-- begin --

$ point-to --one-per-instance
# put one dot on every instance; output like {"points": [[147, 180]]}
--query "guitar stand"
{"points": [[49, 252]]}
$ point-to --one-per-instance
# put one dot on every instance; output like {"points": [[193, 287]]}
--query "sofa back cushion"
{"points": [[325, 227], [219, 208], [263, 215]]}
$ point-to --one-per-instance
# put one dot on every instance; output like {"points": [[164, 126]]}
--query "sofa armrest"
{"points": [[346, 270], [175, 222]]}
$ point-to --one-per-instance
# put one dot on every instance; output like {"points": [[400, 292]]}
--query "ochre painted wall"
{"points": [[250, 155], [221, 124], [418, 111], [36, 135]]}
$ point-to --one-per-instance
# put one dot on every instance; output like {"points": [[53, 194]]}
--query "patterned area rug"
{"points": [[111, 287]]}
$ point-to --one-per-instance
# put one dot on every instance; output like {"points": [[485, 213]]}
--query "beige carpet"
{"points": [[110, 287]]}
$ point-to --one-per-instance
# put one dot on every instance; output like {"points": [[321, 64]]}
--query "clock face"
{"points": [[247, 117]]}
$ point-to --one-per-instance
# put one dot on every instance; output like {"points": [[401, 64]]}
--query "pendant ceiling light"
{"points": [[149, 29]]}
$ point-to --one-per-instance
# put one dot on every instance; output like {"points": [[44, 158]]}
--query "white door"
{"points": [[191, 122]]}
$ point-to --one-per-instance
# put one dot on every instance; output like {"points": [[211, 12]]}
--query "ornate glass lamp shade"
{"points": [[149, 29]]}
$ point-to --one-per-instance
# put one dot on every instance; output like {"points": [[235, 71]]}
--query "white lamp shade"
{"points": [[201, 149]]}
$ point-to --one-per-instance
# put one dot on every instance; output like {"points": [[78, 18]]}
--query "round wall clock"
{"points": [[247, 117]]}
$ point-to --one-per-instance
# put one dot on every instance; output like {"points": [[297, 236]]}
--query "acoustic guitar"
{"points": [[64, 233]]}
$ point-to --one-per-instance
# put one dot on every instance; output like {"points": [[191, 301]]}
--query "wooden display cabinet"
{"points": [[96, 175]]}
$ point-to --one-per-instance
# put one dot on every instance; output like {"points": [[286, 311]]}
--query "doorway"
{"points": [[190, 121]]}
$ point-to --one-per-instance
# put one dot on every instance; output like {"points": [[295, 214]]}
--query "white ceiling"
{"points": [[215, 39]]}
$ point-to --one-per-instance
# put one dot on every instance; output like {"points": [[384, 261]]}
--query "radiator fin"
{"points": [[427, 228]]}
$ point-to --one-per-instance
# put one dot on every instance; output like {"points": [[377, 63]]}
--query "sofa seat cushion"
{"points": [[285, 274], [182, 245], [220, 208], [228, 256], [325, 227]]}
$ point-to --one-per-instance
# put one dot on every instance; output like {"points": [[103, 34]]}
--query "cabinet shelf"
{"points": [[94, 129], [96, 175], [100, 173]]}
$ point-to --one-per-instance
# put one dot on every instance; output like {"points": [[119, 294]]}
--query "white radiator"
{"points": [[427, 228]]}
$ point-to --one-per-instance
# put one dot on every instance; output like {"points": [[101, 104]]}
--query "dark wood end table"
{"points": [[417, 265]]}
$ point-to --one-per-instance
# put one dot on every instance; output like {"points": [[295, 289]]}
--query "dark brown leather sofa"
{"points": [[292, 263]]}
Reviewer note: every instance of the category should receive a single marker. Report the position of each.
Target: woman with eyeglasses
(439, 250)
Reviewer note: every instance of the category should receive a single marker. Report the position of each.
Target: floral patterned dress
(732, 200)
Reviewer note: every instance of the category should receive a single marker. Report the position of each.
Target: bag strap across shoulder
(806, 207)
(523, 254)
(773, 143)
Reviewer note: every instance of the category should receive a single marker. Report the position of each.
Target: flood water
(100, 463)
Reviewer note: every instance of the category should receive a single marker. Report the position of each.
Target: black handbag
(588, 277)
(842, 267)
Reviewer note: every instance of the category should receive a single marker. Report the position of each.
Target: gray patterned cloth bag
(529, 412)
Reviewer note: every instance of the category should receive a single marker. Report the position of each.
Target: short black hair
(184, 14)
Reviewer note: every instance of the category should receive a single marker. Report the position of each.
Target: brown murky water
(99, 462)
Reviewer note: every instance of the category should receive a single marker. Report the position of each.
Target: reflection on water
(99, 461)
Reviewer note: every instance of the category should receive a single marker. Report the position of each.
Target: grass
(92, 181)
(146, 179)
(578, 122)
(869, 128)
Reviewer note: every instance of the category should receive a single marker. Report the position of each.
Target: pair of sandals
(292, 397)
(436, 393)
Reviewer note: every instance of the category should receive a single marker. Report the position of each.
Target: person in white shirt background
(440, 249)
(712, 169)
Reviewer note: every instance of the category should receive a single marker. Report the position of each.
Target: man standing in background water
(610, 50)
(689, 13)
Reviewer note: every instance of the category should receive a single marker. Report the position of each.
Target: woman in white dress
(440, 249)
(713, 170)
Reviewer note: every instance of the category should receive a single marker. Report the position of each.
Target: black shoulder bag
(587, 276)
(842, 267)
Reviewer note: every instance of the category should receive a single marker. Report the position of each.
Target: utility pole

-- end --

### Task
Reproduce every record, matching each line exactly.

### Problem solution
$ point-to --one-per-instance
# put one dot on every instance; output like {"points": [[147, 180]]}
--query "guitar stand"
{"points": [[49, 252]]}
$ point-to --one-per-instance
# put one dot on every instance; output like {"points": [[193, 287]]}
--query "sofa back cushion"
{"points": [[325, 227], [219, 208], [263, 215]]}
$ point-to --one-per-instance
# put one dot on every instance; output like {"points": [[164, 126]]}
--query "sofa armrest"
{"points": [[346, 270], [175, 222]]}
$ point-to --one-per-instance
# put one dot on every instance; output like {"points": [[400, 292]]}
--query "ochre painted wall"
{"points": [[250, 155], [221, 124], [418, 111], [36, 135]]}
$ point-to --one-per-instance
# put one dot on every instance; output like {"points": [[53, 194]]}
--query "patterned area rug"
{"points": [[111, 287]]}
$ point-to --one-per-instance
# put one dot on every instance; output like {"points": [[485, 213]]}
--query "beige carpet"
{"points": [[110, 287]]}
$ point-to --one-per-instance
# put one dot on every instance; output like {"points": [[321, 64]]}
--query "clock face"
{"points": [[247, 117]]}
$ point-to --one-per-instance
# put one dot on every instance; output like {"points": [[401, 64]]}
--query "pendant ceiling light"
{"points": [[149, 29]]}
$ point-to --one-per-instance
# put one dot on every instance; output like {"points": [[44, 158]]}
--query "white door"
{"points": [[191, 122]]}
$ point-to --one-per-instance
# put one dot on every instance; output like {"points": [[211, 12]]}
--query "ornate glass lamp shade"
{"points": [[149, 29]]}
$ point-to --one-per-instance
# put one dot on every instance; output like {"points": [[235, 71]]}
--query "white lamp shade"
{"points": [[201, 149]]}
$ point-to --one-per-instance
# put one dot on every instance; output like {"points": [[78, 18]]}
--query "round wall clock"
{"points": [[247, 117]]}
$ point-to --one-per-instance
# put one dot on every instance; output like {"points": [[297, 236]]}
--query "acoustic guitar"
{"points": [[64, 233]]}
$ point-to --one-per-instance
# put one dot on every instance; output like {"points": [[191, 301]]}
--query "wooden display cabinet"
{"points": [[96, 175]]}
$ point-to --one-per-instance
# put one dot on every instance; output like {"points": [[286, 311]]}
--query "doorway"
{"points": [[190, 121]]}
$ point-to --one-per-instance
# put one dot on every instance; output like {"points": [[295, 214]]}
--query "white ceiling"
{"points": [[215, 39]]}
$ point-to --one-per-instance
# put one dot on every instance; output like {"points": [[384, 261]]}
--query "radiator fin"
{"points": [[427, 228]]}
$ point-to --one-per-instance
# put one dot on every instance; output like {"points": [[377, 63]]}
--query "sofa seat cushion"
{"points": [[285, 274], [182, 245], [220, 208], [228, 256], [325, 227]]}
$ point-to --one-per-instance
# put one dot on every instance; output like {"points": [[103, 34]]}
--query "cabinet shelf"
{"points": [[94, 129], [96, 175], [100, 173]]}
$ point-to --one-per-instance
# put one dot on every instance; output like {"points": [[119, 294]]}
--query "white radiator"
{"points": [[427, 228]]}
$ point-to --one-per-instance
# put one dot on every instance; output like {"points": [[101, 104]]}
--query "dark wood end table"
{"points": [[417, 265]]}
$ point-to --one-per-instance
# put one dot on every instance; output like {"points": [[295, 289]]}
--query "dark brown leather sofa"
{"points": [[292, 263]]}
Reviewer note: every instance of the category should receive a single marker. Report the position of each.
Target: woman with eyeglasses
(439, 250)
Reviewer note: every instance of the category should receive a single marker. Report the position of each.
Target: floral patterned dress
(732, 200)
Reviewer note: every instance of the category should receive a single marker. Report the position of each.
Target: bag strap across shoulder
(806, 207)
(523, 254)
(773, 143)
Reviewer note: every instance of the category should receive a single marker. Report the position of each.
Target: flood water
(100, 463)
Reviewer note: every instance of the category should receive a single marker. Report the position of each.
Target: black handbag
(588, 277)
(842, 267)
Reviewer note: every instance of the category should receive a single marker. Report the position of each.
Target: gray patterned cloth bag
(529, 412)
Reviewer note: every instance of the category should receive a single marker. Report the position of each.
Target: short black hair
(184, 14)
Reviewer note: every instance of the category should receive a single marker. Report the position of each.
Target: brown murky water
(99, 462)
Reviewer note: every instance of the category should receive a single marker. Report the position of each.
Target: reflection on water
(99, 461)
Reviewer note: every instance of the category should receive a single marker. Report the position of each.
Target: grass
(92, 181)
(146, 179)
(578, 122)
(869, 128)
Reviewer note: every instance of the category should receive a single marker. Report the position of each.
Target: pair of sandals
(292, 397)
(436, 393)
Reviewer note: every instance of the category should receive a single marker. Report the position of each.
Target: person in white shirt background
(440, 249)
(712, 169)
Reviewer note: every instance of the category should receive a single marker. Report the position of each.
Target: man standing in background water
(610, 50)
(689, 13)
Reviewer note: every instance of the category should receive a single marker. Report the position of each.
Target: woman in white dress
(440, 249)
(713, 170)
Reviewer note: every instance of the category should receive a single marker. Report the position of each.
Target: black shoulder bag
(587, 276)
(842, 267)
Reviewer note: every instance of the category should receive a single marker. Report the position of each.
Target: utility pole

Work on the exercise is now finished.